#### EXERCISE INSTRUCTIONS
In the listing below, locate the line containing "Labeling guideline: the green grass" and the line containing "Labeling guideline: the white stucco". Output both of them and every line between, exactly as written, and nothing more.

#### EXTRACTED RECORDS

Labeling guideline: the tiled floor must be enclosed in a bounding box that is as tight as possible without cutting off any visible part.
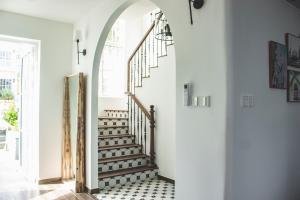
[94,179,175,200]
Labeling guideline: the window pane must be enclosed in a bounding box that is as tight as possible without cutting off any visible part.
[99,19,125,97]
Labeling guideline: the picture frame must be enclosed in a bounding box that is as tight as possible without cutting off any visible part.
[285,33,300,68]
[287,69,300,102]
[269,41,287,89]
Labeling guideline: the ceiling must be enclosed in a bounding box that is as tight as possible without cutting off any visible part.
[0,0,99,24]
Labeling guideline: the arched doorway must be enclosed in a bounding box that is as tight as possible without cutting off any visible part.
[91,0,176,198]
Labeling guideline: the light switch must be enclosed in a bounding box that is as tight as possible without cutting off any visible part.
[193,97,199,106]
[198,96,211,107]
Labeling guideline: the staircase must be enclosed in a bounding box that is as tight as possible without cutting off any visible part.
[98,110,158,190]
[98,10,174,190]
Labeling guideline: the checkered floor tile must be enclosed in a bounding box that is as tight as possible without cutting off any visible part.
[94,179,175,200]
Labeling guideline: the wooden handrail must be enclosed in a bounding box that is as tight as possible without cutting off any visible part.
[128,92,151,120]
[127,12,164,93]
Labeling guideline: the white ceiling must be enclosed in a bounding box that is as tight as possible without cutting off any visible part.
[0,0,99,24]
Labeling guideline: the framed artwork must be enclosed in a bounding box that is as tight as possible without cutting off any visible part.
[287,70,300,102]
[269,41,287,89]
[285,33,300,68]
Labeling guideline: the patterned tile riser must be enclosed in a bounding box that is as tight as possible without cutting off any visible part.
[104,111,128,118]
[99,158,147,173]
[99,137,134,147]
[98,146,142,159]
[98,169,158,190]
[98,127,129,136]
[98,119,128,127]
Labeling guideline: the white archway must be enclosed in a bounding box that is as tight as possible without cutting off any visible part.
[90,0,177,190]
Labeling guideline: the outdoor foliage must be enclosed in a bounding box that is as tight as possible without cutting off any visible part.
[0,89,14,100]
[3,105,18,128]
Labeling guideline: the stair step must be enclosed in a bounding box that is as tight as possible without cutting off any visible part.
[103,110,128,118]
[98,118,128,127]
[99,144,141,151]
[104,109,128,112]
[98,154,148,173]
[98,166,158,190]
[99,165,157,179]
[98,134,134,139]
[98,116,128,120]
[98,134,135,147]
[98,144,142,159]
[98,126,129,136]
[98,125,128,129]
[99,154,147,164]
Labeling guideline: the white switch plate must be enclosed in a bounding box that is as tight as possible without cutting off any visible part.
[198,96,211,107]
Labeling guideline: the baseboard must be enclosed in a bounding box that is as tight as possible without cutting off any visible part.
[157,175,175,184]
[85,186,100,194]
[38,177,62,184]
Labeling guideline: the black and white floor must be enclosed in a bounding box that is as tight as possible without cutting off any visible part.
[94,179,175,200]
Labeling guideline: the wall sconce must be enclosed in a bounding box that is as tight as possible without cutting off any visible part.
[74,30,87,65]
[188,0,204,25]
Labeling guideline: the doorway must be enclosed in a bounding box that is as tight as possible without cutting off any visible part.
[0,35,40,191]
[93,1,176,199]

==

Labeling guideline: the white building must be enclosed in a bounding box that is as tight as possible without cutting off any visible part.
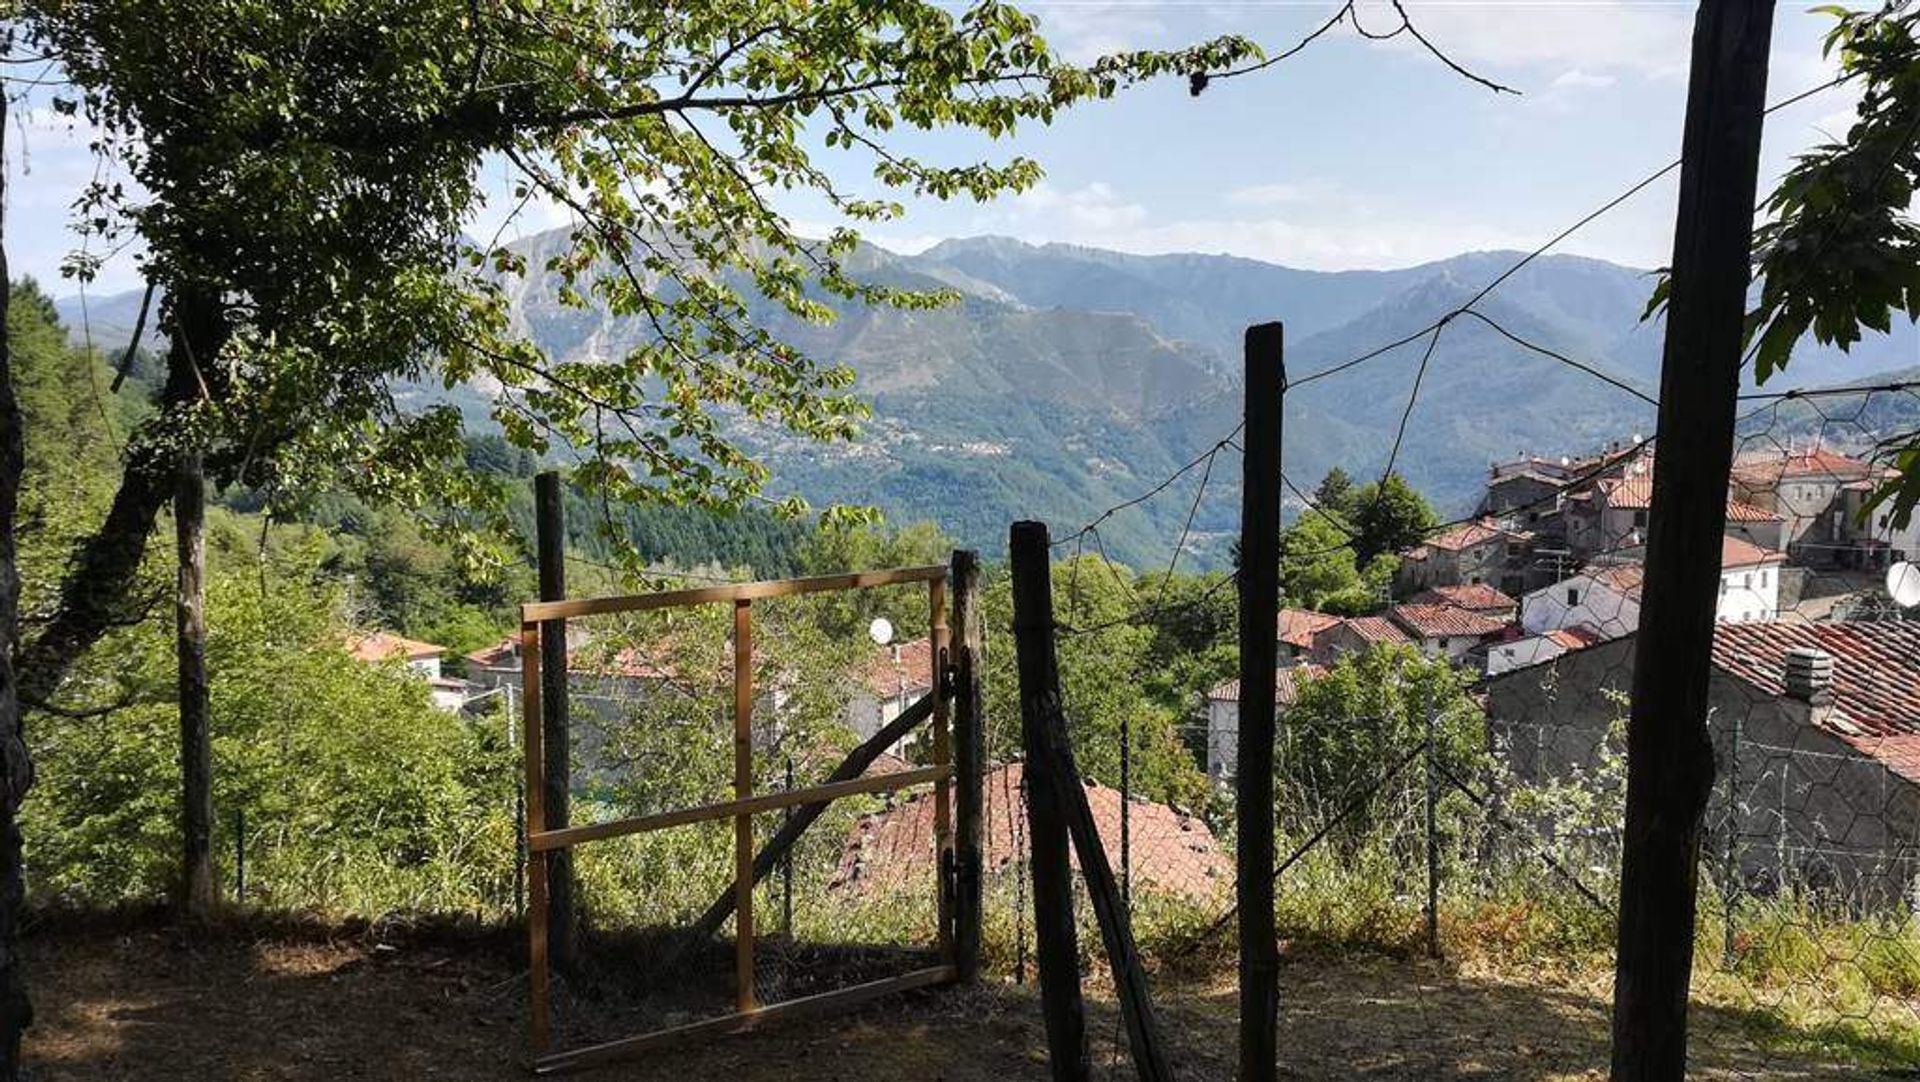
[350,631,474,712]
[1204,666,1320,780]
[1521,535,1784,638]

...

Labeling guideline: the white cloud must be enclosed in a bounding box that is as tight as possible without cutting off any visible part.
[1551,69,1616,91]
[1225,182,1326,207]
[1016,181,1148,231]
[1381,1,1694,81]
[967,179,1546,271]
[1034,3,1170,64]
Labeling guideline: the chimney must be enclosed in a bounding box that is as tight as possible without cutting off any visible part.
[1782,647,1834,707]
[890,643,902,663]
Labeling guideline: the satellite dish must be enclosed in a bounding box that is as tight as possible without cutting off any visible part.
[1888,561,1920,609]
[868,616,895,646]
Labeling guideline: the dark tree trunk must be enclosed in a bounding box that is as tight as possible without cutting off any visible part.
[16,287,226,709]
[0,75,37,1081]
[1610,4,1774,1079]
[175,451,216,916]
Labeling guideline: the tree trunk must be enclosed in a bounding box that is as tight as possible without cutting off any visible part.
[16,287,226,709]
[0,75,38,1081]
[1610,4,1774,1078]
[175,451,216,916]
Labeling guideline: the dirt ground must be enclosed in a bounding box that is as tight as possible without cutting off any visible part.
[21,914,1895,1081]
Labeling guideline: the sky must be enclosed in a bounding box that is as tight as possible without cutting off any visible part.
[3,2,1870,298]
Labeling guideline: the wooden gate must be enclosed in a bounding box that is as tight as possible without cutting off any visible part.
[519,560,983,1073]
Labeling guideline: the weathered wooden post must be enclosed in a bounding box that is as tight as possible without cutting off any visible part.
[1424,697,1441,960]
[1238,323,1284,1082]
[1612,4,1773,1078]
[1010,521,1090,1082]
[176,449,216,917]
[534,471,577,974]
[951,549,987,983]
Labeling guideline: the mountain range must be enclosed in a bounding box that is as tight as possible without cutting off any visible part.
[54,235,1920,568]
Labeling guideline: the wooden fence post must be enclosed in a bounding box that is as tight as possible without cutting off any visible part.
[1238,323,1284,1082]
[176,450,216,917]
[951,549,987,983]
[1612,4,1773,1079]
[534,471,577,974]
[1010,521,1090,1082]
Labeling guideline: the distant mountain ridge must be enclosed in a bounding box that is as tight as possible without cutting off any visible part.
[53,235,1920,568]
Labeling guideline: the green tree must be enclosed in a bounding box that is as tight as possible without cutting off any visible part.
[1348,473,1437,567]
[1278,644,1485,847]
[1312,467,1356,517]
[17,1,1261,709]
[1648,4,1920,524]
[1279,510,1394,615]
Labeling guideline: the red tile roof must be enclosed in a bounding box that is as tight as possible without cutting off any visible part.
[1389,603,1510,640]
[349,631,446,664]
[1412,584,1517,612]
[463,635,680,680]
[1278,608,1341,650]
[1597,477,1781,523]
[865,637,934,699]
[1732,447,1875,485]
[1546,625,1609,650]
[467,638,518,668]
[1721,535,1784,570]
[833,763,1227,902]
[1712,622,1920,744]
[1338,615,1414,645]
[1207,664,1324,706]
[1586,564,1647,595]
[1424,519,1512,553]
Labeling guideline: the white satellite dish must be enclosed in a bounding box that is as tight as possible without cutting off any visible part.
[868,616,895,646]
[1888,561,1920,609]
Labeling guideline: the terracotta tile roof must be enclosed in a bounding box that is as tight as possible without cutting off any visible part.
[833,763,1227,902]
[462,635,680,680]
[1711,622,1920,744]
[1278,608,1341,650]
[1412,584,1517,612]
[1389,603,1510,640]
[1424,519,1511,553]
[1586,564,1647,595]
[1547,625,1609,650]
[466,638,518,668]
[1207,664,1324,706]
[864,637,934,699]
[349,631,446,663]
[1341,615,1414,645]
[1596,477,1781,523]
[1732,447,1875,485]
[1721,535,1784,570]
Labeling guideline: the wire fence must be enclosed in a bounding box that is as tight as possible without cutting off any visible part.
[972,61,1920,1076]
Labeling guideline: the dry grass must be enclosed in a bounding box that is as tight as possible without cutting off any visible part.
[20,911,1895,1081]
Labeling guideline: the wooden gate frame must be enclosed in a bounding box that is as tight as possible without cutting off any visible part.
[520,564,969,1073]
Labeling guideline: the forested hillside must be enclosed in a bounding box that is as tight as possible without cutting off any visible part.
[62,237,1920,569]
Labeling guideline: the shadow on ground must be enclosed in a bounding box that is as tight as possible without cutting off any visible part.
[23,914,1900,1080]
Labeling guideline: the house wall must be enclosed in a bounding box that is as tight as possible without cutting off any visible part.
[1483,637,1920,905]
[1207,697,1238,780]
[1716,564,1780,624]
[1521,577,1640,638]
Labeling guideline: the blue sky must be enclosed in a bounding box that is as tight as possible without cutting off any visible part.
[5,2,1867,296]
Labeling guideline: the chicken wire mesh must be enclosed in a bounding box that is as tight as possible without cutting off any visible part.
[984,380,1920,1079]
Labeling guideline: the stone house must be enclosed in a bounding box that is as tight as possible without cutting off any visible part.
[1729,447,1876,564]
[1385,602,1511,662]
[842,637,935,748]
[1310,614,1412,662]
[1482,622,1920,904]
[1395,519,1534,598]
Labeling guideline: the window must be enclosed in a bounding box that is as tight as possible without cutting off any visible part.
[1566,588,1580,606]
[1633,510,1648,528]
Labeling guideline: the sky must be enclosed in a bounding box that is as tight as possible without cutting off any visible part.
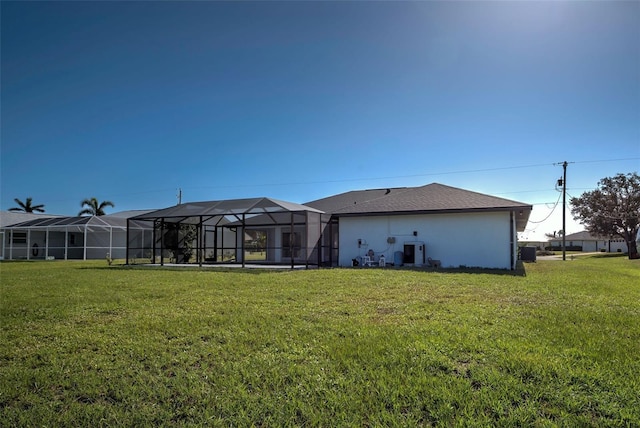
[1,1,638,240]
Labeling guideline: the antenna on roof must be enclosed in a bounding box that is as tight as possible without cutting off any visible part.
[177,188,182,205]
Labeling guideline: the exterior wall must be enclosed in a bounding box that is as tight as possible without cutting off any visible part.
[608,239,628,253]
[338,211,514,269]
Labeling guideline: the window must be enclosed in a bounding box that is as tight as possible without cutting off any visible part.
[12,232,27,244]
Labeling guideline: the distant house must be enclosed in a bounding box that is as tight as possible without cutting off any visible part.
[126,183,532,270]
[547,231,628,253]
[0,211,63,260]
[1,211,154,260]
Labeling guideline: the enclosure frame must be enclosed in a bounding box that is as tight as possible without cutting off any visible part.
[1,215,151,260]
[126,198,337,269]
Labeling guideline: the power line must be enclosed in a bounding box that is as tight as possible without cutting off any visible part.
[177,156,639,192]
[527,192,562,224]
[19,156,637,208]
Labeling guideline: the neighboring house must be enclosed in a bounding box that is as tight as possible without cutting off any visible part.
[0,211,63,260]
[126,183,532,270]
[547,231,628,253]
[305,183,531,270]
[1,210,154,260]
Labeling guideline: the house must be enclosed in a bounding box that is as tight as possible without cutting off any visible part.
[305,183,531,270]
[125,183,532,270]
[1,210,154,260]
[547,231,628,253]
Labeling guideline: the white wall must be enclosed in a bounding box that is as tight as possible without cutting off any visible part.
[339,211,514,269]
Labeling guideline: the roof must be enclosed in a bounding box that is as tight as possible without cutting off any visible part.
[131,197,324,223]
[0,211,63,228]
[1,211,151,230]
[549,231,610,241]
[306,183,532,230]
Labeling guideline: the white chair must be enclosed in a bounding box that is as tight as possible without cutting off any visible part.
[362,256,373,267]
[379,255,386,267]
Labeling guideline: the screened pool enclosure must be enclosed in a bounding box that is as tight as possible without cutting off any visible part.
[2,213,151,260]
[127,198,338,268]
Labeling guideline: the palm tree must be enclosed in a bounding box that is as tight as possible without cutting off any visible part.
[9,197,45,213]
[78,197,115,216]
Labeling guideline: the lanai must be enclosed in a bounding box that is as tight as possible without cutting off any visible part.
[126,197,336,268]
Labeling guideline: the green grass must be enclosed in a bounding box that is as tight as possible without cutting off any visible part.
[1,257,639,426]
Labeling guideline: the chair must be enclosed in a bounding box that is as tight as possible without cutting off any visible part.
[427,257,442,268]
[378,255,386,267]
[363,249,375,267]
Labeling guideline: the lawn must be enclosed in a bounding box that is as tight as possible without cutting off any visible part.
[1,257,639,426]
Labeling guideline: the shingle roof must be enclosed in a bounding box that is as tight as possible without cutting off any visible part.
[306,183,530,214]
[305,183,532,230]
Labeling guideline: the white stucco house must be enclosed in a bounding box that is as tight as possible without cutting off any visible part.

#### EXERCISE RESPONSE
Labeling guideline: the green grass must be enclosed in a bounding box that is as tight as possible without cutting off any visible part.
[1,257,639,426]
Labeling guideline: the chair must be enclosed in a bounding box that is as tight as possible without cutting off any visible part.
[427,257,442,268]
[378,255,386,267]
[363,249,375,267]
Labeling guideline: the lawn must be enclosed in a bounding box that is as tight as possible without cutting off any visible part.
[1,257,639,426]
Labeling guideline: the shingle roof must be enclosed in a bounding box that is as tight as possible without cutting off any visible part.
[306,183,530,214]
[305,183,532,230]
Labeling guideline: the white stucco house must be enclosed in a bounding box that is as tight as possible without cutting off any visible part.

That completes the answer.